**Bacaan:**
☆ ☆ ☆ ☆ ☆

Kamis, 05 November 2015

Kelas Menengah Musilm : kasus Matinya Kelas Menengah Muslim Minangkabau Abad XX

Pendahuluan
Masyarakat merupakan objek yang tidak habis-habisnya dibahas. Setiap masanya selalu ada hal-hal baru yang selalu menarik untuk dikaji. Dalam sosiologi sebagai suatu ilmu yang khusus mengkaji masyarakat, selalu ada teori-teori baru untuk menggambarkan semakin kompleksnya masalah yang ada. Dalam hal pengkelasan masyarakat, pada awalnya toeri yang ada menggambarkan masyarakat secara sangat sederhana, namun semakin kesini semakin kompleks bahasan tentang masyarakat. 
Istilah kelas menengah bagi kebanyakan orang merupakan istilah yang digunakan untuk mengkalsifikasikan masyarakat berdasarkan tingkatan ekonomi. Seperti marx yang dengan tegas mengungkapkan bahwa masyarakat terdiri dari kelas borjuis dan kelas buruh. Dan diantara keduanya adalah kelas menengah.
Kelas menengah menurut aliran Marx merupakan kelas yang sangat penting perannya dalam struktur suatu negara. Karna posisinya yang sejajar dengan masyarakat bawah, namun secara ekonomi atau pendidikan amat berbeda. Dan juga tidak jauh posisinya dengan kaum borjuis sebagai kaum yang menempati tingkat perekonomian yang tertinggi. Maka dari itu kebangkitan kekuatan kelas menengah dalam suatu negara merupakan awal yang baik bagi kelangsungan kehidupan masyarakat di suatu masyarakat tersebut.
Dalam makalah ini akan membahas tentang kelas menengah di Minang kabau. yang waktu itu di tempati oleh para pengusaha, pedagang, orang-orang terpelajar, dan juga orang orang terpandang seperti ulama dan pemangku adat. Dan dalam temanya di persempit hanya pada kelas menengah Muslim saja. Maka dalam hal ini kami memfokuskan pada kelas menengah muslim. namun meskipun begitu, adanya kaitan dengan kelas menengah yang lain tetap kami bahas dalam makalah ini.
1.      Pemahaman tentang kelas menengah
Kelas menengah merupakan istilah yang dipakai oleh Karl marx untuk menyebut para petani, pengusaha dan pedagang kecil sisa-sisa kelompok ekonomi pra kapitalis. Mereka disebut “borjuis kecil”.posisinya ada diantara kelas pekerja dan kelas kapitalis dan tuan tanah. Maka adanya kelompok ini megaburkan batas antara kaum buruh dan borjuasi.
Namun marx dalam hal ini mengungkapkan dua pandangan yang cenderung kontradiktif. Disatu pihak menyatakan bahwa Ia melihat meningkatnya kaum menengah tersebut. Namun di lain pihak ia berbicara juga mengenai meningkatnya kelas polarisasi masyarakat menjadi dua kelas besar saja.

☆ ☆ ☆ ☆ ☆

**Tugas:**
1. Tentukan apakah tiap pernyataan berikut sesuai dengan bacaan tentang kelas menengah di atas, lalu jawab ya atau tidak disertai kutipan kata-kata penentunya dari bacaan. (a) Marx menyatakan bahwa masyarakat terdiri dari kelas borjuis dan kelas buruh. (b) Makalah itu sama sekali tidak membahas kaitan dengan kelas menengah selain kelas menengah Muslim. (c) Para petani, pengusaha, dan pedagang kecil sisa kelompok ekonomi pra kapitalis disebut "borjuis besar".
2. Kutip persis bagian bacaan tentang kelas menengah di atas, mulai dari kata "Kamis, 05 November" sampai dengan kata "adalah kelas menengah.".

Entri penunjukan objek berlabel
☆ ☆ ☆ ☆ ☆

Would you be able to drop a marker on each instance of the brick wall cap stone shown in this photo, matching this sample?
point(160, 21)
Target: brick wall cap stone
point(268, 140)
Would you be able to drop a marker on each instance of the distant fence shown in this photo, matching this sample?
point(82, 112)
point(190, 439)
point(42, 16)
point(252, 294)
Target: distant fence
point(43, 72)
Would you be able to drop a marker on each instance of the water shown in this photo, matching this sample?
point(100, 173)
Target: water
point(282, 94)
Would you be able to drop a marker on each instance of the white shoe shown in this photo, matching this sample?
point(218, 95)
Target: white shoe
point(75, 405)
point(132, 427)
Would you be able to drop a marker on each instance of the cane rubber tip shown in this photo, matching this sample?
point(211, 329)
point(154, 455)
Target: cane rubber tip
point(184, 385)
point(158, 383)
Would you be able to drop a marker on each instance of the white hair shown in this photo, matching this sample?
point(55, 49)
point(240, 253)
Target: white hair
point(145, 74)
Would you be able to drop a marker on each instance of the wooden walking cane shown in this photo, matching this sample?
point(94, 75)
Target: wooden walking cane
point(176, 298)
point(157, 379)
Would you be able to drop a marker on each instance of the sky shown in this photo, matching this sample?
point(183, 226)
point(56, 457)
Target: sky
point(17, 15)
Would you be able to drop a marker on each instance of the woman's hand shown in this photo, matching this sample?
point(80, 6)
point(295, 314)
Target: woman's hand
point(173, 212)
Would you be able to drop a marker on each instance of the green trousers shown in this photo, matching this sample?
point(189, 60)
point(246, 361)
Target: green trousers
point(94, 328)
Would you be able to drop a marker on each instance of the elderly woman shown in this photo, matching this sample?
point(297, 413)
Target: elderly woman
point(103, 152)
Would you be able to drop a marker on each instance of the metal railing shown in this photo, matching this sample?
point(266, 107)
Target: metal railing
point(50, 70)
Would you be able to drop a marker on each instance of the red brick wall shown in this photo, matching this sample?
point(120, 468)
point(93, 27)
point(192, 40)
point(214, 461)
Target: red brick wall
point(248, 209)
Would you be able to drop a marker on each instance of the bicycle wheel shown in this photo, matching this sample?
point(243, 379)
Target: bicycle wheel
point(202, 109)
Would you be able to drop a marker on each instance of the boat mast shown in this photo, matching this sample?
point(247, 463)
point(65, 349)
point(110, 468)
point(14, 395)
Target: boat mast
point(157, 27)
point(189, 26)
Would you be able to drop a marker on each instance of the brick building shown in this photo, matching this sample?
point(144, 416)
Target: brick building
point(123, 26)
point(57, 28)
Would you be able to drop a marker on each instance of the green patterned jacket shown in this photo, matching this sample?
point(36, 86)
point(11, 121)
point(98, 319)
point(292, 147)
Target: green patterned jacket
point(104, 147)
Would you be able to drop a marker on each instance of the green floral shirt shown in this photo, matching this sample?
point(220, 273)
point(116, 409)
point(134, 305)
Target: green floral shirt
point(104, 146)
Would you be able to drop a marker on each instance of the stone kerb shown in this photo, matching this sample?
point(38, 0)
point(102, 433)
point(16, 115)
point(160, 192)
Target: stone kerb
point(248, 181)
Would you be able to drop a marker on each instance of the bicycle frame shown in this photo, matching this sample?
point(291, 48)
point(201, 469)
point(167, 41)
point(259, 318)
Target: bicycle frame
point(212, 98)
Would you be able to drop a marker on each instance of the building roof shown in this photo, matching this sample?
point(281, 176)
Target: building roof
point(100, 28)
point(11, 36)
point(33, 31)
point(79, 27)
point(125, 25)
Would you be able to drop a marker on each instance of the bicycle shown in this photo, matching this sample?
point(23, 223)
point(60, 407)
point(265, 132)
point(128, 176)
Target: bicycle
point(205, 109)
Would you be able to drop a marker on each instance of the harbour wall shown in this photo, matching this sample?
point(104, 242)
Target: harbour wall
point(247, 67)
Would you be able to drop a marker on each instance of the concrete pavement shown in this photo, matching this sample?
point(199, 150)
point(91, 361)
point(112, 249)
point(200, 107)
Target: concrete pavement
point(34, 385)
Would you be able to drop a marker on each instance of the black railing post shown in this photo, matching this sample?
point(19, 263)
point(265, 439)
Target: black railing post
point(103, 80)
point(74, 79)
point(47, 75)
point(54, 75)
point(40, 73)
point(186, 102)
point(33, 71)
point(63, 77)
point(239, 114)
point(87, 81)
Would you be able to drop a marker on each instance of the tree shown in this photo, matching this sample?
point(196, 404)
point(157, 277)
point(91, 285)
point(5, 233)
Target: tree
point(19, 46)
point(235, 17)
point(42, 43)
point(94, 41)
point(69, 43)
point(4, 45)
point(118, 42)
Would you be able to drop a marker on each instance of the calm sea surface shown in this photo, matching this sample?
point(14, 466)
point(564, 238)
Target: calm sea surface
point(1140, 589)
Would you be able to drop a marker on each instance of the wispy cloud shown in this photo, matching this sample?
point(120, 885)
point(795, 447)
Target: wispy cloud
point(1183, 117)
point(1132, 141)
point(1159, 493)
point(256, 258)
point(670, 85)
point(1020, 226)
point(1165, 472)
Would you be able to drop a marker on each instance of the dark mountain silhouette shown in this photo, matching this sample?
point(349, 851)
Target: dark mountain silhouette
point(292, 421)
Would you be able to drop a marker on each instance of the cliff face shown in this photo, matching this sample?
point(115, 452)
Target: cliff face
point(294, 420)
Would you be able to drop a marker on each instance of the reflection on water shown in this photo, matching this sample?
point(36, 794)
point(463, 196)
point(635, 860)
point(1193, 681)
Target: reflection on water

☆ ☆ ☆ ☆ ☆

**Jawaban:**
1.
(a) Ya: "Seperti marx yang dengan tegas mengungkapkan bahwa masyarakat terdiri dari kelas borjuis dan kelas buruh."
(b) Tidak: "namun meskipun begitu, adanya kaitan dengan kelas menengah yang lain tetap kami bahas dalam makalah ini."
(c) Tidak: "Mereka disebut “borjuis kecil”."

2.
Kamis, 05 November 2015

Kelas Menengah Musilm : kasus Matinya Kelas Menengah Muslim Minangkabau Abad XX

Pendahuluan
Masyarakat merupakan objek yang tidak habis-habisnya dibahas. Setiap masanya selalu ada hal-hal baru yang selalu menarik untuk dikaji. Dalam sosiologi sebagai suatu ilmu yang khusus mengkaji masyarakat, selalu ada teori-teori baru untuk menggambarkan semakin kompleksnya masalah yang ada. Dalam hal pengkelasan masyarakat, pada awalnya toeri yang ada menggambarkan masyarakat secara sangat sederhana, namun semakin kesini semakin kompleks bahasan tentang masyarakat. 
Istilah kelas menengah bagi kebanyakan orang merupakan istilah yang digunakan untuk mengkalsifikasikan masyarakat berdasarkan tingkatan ekonomi. Seperti marx yang dengan tegas mengungkapkan bahwa masyarakat terdiri dari kelas borjuis dan kelas buruh. Dan diantara keduanya adalah kelas menengah.